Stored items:

########

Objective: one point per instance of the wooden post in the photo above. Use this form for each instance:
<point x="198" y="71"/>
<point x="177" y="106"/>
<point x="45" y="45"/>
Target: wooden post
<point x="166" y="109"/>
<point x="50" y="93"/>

########

• [WHAT IS BEING ASKED]: Rewrite every one of the records with "wooden post" switched to "fence post", leaving everything else unchanged.

• [FINAL ANSWER]:
Objective: one point per instance of the fence post in the photo above. Use this form for each instance:
<point x="198" y="71"/>
<point x="177" y="106"/>
<point x="45" y="45"/>
Target: fence post
<point x="166" y="109"/>
<point x="50" y="93"/>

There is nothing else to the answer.